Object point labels
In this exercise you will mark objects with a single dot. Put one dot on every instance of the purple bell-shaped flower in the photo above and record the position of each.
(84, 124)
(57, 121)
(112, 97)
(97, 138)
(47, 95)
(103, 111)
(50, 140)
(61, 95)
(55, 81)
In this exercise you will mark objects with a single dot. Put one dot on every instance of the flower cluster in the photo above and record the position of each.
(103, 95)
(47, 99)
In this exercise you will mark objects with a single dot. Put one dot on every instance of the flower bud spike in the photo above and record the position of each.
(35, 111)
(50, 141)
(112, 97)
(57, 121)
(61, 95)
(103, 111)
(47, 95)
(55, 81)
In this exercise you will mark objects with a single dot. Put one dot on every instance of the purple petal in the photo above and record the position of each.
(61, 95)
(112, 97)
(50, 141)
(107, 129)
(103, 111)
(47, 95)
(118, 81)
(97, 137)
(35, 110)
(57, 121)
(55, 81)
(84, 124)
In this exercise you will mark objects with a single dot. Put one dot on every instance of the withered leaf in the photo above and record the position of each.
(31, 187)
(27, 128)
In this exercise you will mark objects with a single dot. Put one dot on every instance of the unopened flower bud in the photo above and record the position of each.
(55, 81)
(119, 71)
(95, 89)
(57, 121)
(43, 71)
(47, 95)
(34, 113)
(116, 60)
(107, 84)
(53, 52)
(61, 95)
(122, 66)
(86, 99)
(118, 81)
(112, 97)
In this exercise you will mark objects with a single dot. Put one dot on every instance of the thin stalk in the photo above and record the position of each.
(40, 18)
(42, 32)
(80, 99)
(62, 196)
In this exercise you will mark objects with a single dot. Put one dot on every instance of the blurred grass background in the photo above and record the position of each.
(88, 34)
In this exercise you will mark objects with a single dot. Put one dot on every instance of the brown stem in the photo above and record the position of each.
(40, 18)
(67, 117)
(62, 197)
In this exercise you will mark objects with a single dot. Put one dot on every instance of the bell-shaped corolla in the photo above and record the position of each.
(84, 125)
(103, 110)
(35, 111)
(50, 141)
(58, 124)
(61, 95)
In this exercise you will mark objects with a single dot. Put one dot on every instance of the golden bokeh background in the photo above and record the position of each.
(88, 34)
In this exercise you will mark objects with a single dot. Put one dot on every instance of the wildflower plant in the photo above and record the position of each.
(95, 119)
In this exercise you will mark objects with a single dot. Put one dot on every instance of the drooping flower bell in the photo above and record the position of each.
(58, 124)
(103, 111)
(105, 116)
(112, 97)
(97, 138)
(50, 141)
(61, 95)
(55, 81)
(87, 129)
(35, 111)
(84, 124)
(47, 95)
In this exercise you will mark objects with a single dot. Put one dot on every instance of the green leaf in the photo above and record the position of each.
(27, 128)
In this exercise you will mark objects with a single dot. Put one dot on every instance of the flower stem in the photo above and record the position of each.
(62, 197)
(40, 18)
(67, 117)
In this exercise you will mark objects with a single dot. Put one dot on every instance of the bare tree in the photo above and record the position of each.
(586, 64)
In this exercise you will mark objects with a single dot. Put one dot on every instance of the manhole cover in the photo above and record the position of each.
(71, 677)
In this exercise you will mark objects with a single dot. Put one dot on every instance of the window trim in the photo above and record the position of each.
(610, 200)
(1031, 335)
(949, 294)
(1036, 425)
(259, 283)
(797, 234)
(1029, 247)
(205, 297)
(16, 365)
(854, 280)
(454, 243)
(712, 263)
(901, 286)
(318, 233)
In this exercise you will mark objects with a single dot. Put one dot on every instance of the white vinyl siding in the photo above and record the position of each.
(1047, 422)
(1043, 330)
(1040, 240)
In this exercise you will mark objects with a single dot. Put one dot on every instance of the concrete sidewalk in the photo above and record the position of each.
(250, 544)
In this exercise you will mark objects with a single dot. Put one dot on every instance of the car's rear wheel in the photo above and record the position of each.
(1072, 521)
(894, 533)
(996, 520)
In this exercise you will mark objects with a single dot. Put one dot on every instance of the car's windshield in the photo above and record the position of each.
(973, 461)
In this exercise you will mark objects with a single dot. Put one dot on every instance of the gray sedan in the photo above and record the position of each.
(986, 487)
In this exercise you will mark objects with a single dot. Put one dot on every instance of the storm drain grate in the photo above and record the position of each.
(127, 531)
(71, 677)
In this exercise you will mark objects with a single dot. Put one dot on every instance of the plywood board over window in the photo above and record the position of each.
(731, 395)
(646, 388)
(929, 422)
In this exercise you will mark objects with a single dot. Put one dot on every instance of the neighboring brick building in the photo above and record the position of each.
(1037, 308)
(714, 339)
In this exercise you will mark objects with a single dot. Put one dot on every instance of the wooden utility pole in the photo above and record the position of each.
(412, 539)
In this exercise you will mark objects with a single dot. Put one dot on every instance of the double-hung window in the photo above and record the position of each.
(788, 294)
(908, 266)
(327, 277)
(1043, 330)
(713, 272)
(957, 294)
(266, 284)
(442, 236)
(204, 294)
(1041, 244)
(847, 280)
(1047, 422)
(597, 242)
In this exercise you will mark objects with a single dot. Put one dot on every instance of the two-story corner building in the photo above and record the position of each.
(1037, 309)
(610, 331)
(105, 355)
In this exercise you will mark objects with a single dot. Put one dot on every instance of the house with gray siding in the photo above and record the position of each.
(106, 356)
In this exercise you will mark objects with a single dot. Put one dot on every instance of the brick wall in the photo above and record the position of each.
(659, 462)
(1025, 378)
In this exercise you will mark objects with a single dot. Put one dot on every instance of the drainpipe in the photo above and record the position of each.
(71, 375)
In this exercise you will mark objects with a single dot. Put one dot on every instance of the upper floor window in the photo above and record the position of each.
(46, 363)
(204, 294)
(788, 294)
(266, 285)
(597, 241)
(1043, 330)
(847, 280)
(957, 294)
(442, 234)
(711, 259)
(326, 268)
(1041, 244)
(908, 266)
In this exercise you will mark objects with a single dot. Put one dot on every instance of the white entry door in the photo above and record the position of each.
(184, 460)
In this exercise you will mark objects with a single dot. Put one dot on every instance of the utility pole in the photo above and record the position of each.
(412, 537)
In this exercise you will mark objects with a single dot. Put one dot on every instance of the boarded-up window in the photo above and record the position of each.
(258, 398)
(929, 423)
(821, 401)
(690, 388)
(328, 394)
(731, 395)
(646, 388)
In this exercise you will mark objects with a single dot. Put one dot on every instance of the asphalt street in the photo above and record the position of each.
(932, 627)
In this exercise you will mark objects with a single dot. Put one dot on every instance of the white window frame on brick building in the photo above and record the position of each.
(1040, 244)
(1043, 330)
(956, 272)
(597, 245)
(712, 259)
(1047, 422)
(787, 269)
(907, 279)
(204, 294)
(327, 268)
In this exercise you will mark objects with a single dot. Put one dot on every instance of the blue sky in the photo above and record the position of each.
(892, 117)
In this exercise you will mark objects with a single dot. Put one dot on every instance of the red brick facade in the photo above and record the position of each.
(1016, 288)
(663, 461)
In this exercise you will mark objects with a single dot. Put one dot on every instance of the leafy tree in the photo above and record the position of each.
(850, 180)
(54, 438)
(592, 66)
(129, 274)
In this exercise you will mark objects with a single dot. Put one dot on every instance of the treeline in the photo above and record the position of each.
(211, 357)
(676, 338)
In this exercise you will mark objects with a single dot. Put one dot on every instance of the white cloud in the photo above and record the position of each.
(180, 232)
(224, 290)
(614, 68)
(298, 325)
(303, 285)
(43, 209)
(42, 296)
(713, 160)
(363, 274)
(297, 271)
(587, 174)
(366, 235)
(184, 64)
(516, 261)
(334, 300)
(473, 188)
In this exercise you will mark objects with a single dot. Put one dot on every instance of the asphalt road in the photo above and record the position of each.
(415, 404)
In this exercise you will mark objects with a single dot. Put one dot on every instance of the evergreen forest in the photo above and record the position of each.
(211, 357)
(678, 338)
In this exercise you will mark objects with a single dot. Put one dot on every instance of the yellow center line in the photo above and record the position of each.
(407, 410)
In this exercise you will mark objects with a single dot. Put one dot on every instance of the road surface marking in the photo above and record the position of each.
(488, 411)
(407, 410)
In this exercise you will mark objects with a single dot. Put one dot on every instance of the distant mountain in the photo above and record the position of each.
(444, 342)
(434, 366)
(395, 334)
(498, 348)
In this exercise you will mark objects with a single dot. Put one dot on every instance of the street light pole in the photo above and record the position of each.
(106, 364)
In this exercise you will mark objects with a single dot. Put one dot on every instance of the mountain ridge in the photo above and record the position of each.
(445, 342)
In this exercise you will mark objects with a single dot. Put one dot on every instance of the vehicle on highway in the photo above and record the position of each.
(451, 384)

* * *

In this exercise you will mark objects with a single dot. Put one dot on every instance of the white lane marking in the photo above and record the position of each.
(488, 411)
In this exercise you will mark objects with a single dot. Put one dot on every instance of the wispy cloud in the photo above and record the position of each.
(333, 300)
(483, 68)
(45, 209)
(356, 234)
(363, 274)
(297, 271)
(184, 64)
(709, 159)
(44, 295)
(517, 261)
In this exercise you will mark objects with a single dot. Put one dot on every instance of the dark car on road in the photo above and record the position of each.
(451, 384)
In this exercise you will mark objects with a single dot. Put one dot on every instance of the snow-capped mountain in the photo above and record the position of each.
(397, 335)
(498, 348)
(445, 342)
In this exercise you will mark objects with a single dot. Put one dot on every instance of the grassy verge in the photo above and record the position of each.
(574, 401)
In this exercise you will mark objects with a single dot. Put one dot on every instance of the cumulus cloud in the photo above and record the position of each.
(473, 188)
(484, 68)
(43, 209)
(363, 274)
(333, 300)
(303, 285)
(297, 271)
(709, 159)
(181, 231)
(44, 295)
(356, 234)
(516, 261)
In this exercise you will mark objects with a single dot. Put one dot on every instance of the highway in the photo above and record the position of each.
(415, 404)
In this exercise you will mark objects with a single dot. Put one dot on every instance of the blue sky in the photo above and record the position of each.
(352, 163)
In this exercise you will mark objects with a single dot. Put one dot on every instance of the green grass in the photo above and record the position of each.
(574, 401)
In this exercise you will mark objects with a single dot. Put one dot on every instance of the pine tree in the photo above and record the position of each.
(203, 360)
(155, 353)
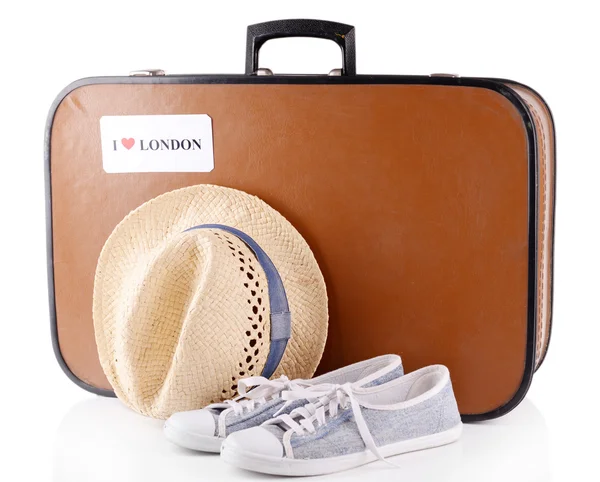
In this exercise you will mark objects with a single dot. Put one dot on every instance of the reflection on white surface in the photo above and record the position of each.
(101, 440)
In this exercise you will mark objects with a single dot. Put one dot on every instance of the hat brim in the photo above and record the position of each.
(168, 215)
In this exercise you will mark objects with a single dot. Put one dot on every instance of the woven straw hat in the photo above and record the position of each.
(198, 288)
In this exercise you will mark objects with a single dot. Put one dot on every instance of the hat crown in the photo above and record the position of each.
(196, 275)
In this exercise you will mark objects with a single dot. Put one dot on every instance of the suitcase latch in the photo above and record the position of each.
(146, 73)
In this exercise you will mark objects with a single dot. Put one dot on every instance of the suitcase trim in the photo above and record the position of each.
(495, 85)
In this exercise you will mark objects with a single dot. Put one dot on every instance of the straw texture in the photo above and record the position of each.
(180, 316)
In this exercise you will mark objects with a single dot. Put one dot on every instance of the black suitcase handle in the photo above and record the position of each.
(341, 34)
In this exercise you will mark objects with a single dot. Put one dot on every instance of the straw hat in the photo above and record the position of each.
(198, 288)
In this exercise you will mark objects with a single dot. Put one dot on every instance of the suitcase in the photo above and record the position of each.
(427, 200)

- [WORK REQUIRED] Pull out each line of the items above that contains the string "surface", treating uppercase and lowercase as different. Copy every such line in full.

- [EXERCISE ANSWER]
In this exercise you will mark objects with a single dot. Put one dot on every instance of the road surface marking in the photo above and record the position of each.
In this exercise you will mark objects with a single dot. Put one dot on every instance of the reflection on white surface in the photo above and record the position of each.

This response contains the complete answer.